TEXT:
The Office of the High Commissioner for Human Rights recorded more than 700 civilian casualties across Ukraine in April. The number includes at least 129 civilians who were killed and 574 injured, “the majority amid attacks by Russian armed forces along the front lines.”

While April saw a slight increase in the number of civilians who were killed compared with the previous month, the report noted that the number of injured civilians “increased significantly” for the second month in a row.

“Our human rights monitoring team in Ukraine, which is continuing to analyze information from the ground, has verified that at least eight civilians have been killed and 35 injured in the Kharkiv region since last Friday,” Throssell said, describing conditions there as dire.

“Continuing attacks on Ukraine’s energy infrastructure, which since March have affected millions across the country, have also meant daily power cuts in many parts of Kharkiv,” she said.

SUPPLIED INFORMATION:
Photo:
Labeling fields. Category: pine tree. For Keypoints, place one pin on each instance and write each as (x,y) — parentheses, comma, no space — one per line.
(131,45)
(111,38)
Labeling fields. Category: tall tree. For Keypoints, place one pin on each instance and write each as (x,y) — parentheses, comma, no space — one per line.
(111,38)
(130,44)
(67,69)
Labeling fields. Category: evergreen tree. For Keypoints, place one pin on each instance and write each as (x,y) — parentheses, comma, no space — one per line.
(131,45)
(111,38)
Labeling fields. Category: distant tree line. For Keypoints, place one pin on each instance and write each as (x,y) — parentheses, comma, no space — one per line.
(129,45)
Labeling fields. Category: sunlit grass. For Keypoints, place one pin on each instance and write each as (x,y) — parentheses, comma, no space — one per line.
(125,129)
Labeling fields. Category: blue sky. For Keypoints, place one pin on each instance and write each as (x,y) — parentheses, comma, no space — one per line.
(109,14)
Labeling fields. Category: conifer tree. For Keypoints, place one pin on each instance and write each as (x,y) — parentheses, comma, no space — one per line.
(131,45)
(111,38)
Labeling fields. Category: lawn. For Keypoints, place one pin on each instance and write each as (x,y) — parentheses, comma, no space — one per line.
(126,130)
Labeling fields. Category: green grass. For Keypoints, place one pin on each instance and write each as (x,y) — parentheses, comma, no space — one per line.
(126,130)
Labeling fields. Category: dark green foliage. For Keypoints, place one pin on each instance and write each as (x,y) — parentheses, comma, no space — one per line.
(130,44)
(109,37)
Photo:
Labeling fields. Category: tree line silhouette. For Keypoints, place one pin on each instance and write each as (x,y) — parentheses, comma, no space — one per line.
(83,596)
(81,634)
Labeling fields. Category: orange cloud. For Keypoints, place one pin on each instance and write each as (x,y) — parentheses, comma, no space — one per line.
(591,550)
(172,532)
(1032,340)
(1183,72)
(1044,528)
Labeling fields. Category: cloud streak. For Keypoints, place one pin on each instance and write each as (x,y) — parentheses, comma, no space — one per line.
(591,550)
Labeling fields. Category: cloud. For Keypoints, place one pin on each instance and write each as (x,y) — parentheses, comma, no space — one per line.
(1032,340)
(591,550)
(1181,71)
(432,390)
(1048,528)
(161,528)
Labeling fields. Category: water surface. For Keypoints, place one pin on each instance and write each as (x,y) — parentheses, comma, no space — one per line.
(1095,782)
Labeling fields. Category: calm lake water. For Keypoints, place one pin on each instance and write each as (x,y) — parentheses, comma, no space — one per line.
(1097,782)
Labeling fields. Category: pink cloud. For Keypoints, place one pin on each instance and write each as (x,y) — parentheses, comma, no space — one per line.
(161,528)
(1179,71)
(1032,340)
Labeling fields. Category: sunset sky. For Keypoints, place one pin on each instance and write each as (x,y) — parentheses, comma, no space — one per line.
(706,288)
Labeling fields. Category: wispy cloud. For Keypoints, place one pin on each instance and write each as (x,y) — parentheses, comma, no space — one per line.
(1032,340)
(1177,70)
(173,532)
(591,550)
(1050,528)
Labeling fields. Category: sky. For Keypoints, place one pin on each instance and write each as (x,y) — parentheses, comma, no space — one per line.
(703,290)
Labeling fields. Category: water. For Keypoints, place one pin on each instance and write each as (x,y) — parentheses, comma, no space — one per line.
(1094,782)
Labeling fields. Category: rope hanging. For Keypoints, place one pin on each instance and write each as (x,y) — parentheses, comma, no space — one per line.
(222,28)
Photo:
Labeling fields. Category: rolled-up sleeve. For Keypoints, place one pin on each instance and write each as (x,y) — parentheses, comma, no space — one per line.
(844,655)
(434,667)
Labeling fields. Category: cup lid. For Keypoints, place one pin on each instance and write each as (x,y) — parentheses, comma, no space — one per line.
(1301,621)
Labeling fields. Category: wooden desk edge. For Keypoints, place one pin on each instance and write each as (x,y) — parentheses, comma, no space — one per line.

TASK LIST:
• A. Edit the passage on civilian casualties in Ukraine. Reproduce it starting at "While April saw" and ending at "there as dire.", replacing "dire" with "severe".
• B. Condense the paragraph of the passage on civilian casualties in Ukraine that begins "The Office of the High Commissioner for Human Rights" while retaining its main facts.
None of the entries is needed.

TASK-BY-TASK RESULTS:
• A.
While April saw a slight increase in the number of civilians who were killed compared with the previous month, the report noted that the number of injured civilians “increased significantly” for the second month in a row.

“Our human rights monitoring team in Ukraine, which is continuing to analyze information from the ground, has verified that at least eight civilians have been killed and 35 injured in the Kharkiv region since last Friday,” Throssell said, describing conditions there as severe.

• B. In April, the Office of the High Commissioner for Human Rights recorded over 700 civilian casualties in Ukraine. At least 129 civilians were killed and 574 injured, mostly in attacks by Russian armed forces along the front lines.